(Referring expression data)
• • • •

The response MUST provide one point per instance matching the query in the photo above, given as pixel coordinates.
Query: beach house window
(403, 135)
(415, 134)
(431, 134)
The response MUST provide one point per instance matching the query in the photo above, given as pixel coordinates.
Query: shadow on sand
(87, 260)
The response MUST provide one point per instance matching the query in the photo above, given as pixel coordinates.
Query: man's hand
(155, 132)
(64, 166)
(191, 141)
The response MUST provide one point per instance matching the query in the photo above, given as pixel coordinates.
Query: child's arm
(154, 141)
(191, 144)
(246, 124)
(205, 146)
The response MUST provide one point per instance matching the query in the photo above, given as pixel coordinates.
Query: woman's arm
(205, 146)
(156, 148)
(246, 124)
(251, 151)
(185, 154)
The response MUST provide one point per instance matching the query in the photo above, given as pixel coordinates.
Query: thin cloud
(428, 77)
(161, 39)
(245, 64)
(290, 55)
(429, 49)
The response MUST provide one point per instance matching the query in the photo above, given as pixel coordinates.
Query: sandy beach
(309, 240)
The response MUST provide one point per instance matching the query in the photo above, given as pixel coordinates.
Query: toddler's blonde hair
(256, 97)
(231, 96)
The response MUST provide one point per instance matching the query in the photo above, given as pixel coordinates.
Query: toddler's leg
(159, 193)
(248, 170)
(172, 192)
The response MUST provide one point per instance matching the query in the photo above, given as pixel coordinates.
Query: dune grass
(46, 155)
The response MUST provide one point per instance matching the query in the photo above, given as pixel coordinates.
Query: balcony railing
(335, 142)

• • • •

#### TASK TO COMPLETE:
Return every entry verbatim.

#### WRITTEN ANSWER:
The response MUST provide one point per instance matching the query in the photo above, given as pixel coordinates.
Query: beach house window
(403, 135)
(415, 134)
(431, 134)
The response MUST provide one point per instance matching the query in the photo above, given as pixel coordinates.
Query: shadow on sand
(87, 260)
The response MUST provide one point per instance matching the query in the photo above, given as pixel coordinates.
Query: man's hand
(155, 132)
(64, 166)
(191, 141)
The response MUST provide one point per instance matching the query in the photo above, given as pixel coordinates.
Query: child's arm
(154, 141)
(191, 144)
(246, 124)
(205, 146)
The response MUST provide one point per instance matching the query in the photo above, given as pixel coordinates.
Query: woman's arm
(205, 146)
(156, 148)
(246, 124)
(251, 151)
(185, 154)
The response MUST provide one point per instance matching the query in the photo above, given as pixel coordinates.
Query: thin cloud
(428, 77)
(161, 39)
(245, 64)
(290, 55)
(429, 49)
The response MUST provide one point per instance matching the query in the photo above, given as pixel coordinates.
Query: sandy beach
(309, 240)
The response MUST provide one point per instance matching the query in the photo above, given as pixel coordinates.
Query: toddler's blonde hair
(256, 97)
(231, 96)
The response MUST provide one point per instance matching the query in the photo above, given as pixel coordinates.
Query: toddler's leg
(159, 193)
(248, 170)
(172, 192)
The response MUST provide one point per instance matching the query in the photo above, given as pixel coordinates.
Query: dune grass
(46, 155)
The response MUST provide one point per instance matching the query in the photo above, given as pixel coordinates.
Query: balcony railing
(335, 142)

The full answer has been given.